# Required tasks
a – Name every relative of Richard Bagot mentioned in the biography below, and give each one's relationship to him as the text states it.
b – Write the next part of the Richard Bagot biography below, starting after its final sentence.

# Page
• • • • •

The Honourable Richard Bagot (22 November 1782 – 15 May 1854) was an English bishop.

Life
Bagot was a younger son of William Bagot, 1st Baron Bagot, of Blithfield Hall, Staffordshire, by the Honourable Elizabeth Louisa St John, daughter of John St John, 2nd Viscount St John. William Bagot, 2nd Baron Bagot, and Sir Charles Bagot were his elder brothers; Bishop Lewis Bagot was his uncle.

Bagot was educated at Rugby School and Christ Church, Oxford (matriculated 1799, B.A. 1803, M.A. 1806, D.D. by diploma 1829), and in 1804 was elected to a fellowship at All Souls College, Oxford, which he resigned two years later upon his marriage.

Bagot was Rector of Leigh and Blithfield and Prebendary of Lichfield Cathedral. He was Canon of Windsor from 1822 to 1827, Dean of Canterbury 1827–1845, Bishop of Oxford 1829–1845 and Bishop of Bath and Wells 1845–1854. He was the first Bishop of Oxford to be ex officio Chancellor of the Order of the Garter (from 1837 to 1845).

Holding the see of Oxford through the early years of the Tractarian movement, the Tory Bagot, hostile to Low Church attitudes, was initially and notably sympathetic to John Henry Newman and his associates. That did change by the first years of the 1840s, and Bagot did act in particular against the preaching of Edward Pusey.

• • • • •

# Excerpted data

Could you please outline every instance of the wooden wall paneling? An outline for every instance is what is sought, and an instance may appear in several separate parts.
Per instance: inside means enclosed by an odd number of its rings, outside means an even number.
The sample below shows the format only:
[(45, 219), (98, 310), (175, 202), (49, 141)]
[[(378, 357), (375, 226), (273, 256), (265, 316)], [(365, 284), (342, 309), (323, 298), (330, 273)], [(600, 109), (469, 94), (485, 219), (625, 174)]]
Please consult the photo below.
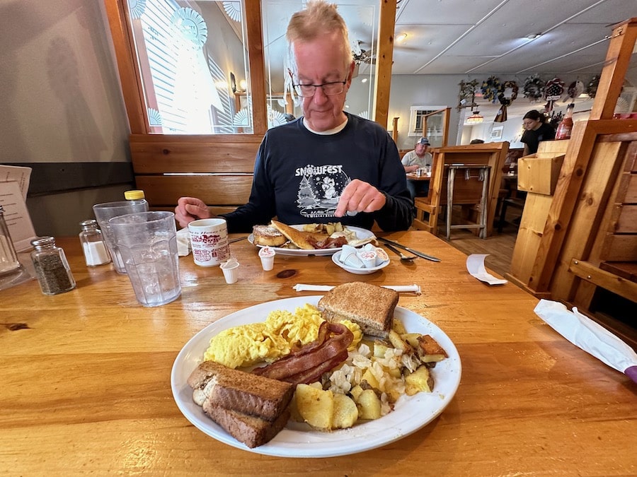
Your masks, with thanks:
[(128, 28), (125, 2), (125, 0), (104, 0), (104, 3), (130, 130), (137, 134), (147, 133), (149, 125), (144, 90), (137, 66), (134, 41)]
[(250, 197), (252, 175), (138, 175), (137, 184), (154, 207), (174, 207), (183, 195), (198, 197), (212, 206), (239, 206)]
[(391, 85), (391, 64), (394, 62), (396, 8), (396, 0), (381, 0), (379, 41), (376, 55), (377, 79), (372, 109), (374, 120), (386, 129), (389, 116), (389, 88)]
[(137, 174), (164, 172), (252, 173), (260, 139), (252, 135), (206, 136), (139, 134), (130, 136)]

• • • • •

# Answers to the problems
a –
- William Bagot, 1st Baron Bagot: father
- The Honourable Elizabeth Louisa St John: mother
- John St John, 2nd Viscount St John: mother's father
- William Bagot, 2nd Baron Bagot: elder brother
- Sir Charles Bagot: elder brother
- Bishop Lewis Bagot: uncle

b –
Family
Bagot married Lady Harriet Villiers, daughter of George Villiers, 4th Earl of Jersey in 1806. They had eight sons (three of whom became clergy and three joined the armed services) and four daughters:

Edward Richard Bagot, army officer
Villiers, died young in 1810
Henry Bagot R.N.
Charles Walter Bagot, cleric
Louis Francis Bagot, cleric
Harriet Frances, married 1837 Rev. Lord Charles Thynne
George Bagot, army officer
Frances Caroline, died 1840 at age 21
Richard Bagot, died 1840 at age 19
Frederick Bagot, cleric
Emily Mary (died 1853), married in 1850 the Hon.George Thomas Orlando Bridgeman, second son of George Bridgeman, 2nd Earl of Bradford
Mary Isabel, married in 1843 William Dawnay, 7th Viscount Downe.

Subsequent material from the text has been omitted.